Copy the part of the records that opens with the line containing "point: white car -- mark one dot per instance" and runs to the end of the records, keeping every line, requests included. Add -120 to each coordinate in the answers.

────────────────

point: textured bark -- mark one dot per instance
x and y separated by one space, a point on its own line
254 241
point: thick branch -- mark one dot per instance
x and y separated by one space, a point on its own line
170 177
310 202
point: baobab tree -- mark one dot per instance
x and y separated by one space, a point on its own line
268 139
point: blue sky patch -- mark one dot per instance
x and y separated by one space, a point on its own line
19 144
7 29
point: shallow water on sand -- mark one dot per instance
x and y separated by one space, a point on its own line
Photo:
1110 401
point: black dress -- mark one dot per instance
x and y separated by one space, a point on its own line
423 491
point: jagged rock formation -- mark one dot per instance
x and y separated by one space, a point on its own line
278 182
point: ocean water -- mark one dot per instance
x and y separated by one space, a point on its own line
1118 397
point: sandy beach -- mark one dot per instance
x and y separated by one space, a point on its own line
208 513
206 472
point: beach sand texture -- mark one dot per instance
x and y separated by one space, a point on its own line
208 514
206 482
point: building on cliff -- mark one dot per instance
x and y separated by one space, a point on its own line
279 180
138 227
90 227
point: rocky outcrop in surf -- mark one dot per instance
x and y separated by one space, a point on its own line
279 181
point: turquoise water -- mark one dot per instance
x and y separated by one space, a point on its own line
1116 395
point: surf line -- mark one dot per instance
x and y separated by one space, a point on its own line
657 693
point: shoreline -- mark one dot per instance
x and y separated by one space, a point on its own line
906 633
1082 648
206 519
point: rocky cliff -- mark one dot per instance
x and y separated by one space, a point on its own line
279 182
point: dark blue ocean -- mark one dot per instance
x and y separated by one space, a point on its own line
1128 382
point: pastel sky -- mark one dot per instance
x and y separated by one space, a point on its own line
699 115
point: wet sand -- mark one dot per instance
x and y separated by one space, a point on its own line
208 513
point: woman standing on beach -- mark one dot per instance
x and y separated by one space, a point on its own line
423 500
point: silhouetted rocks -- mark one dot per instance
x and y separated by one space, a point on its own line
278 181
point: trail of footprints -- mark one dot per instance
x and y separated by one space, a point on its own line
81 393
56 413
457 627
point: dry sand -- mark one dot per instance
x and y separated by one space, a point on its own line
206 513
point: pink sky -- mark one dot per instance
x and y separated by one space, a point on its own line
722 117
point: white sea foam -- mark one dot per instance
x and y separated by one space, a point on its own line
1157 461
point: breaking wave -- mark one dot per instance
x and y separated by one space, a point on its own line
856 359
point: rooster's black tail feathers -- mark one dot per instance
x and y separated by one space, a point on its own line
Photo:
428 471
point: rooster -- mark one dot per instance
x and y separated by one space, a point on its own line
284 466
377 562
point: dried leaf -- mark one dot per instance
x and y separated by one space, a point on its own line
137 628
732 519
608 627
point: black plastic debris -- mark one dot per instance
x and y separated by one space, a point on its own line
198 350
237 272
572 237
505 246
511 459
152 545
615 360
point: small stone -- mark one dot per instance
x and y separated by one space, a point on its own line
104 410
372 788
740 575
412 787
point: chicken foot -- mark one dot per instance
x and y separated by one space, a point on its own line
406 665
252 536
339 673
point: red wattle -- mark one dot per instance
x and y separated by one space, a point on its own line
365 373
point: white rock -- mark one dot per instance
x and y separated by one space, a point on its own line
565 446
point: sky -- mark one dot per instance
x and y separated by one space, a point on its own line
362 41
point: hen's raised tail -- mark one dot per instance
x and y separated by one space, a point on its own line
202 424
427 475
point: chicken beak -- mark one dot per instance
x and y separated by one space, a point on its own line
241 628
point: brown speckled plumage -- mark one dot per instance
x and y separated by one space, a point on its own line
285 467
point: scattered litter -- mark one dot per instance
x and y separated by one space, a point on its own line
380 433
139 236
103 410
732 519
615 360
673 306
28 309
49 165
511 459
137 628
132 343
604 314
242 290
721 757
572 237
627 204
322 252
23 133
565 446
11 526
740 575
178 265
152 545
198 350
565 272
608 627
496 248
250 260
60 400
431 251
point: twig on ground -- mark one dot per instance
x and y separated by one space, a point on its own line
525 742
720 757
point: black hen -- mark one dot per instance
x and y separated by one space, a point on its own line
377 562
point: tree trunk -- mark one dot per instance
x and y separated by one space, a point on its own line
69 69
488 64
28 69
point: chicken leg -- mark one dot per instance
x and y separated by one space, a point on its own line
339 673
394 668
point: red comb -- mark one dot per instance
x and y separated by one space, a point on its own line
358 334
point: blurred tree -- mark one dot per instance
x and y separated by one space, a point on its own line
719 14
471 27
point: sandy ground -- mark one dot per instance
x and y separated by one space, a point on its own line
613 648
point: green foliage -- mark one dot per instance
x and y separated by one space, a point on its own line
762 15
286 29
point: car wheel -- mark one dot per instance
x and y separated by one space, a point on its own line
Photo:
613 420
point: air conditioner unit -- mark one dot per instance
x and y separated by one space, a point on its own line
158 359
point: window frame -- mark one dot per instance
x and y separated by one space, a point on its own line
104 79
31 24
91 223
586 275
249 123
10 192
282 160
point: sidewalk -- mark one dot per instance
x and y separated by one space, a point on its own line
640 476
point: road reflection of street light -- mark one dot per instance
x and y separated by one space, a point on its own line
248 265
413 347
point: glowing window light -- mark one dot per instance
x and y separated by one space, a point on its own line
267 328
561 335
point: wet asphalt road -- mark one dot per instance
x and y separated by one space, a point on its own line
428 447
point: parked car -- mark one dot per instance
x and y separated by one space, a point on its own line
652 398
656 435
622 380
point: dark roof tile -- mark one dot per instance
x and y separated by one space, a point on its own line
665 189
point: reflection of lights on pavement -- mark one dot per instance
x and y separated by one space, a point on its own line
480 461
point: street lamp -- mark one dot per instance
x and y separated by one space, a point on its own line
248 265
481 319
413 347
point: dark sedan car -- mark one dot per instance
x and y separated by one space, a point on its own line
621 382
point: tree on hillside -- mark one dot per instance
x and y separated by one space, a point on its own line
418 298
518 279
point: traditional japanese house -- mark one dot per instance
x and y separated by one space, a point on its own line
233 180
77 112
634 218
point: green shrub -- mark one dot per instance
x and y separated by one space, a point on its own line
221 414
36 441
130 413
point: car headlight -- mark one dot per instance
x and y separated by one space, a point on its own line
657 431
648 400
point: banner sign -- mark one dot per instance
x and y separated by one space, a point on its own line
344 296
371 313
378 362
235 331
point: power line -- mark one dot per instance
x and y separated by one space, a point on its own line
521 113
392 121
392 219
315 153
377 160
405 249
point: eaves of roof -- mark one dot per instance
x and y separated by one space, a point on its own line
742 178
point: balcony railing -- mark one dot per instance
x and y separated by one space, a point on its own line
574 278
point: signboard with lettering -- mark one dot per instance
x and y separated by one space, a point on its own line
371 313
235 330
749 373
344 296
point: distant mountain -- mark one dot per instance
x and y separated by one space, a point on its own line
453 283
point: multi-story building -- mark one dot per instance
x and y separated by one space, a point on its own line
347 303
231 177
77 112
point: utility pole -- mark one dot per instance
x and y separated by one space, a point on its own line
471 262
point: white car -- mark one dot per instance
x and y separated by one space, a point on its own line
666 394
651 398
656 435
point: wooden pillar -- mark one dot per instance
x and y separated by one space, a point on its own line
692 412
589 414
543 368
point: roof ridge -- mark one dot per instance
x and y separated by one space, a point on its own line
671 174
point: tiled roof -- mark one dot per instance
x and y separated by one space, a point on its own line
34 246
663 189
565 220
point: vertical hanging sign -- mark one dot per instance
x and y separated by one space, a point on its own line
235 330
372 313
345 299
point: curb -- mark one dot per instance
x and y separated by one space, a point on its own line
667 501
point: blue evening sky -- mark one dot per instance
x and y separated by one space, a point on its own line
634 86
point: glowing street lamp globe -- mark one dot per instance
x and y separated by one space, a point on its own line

────────────────

Reply to the exercise.
point: white car -- mark one dot per instance
x and y separated by one space, a point on its own line
546 274
531 278
536 315
point: wooden pillar -- mark one dot per instance
x and y separated by one space, a point on its own line
572 292
469 294
423 248
point: roof ridge -- mark one dot per instance
x and y separated by one space, a point on its own line
551 54
point: tiled roof -- mark one dot per instance
x and y separated by one space, a point on its own line
-86 126
543 69
445 100
point: vertical hanging sign -- mark one dot per instance
x and y separated by one space, a point on its own line
115 210
252 193
225 179
point: curb -- mark one dot per instance
x and y separated by one space, a point on its own line
547 381
point: blue evening sky -- mark one dot per instance
x and y separated by one space, a point on its own line
514 -34
point: glowing street lamp globe -- mark one dot per instance
x and y separated by one space, a point on its own line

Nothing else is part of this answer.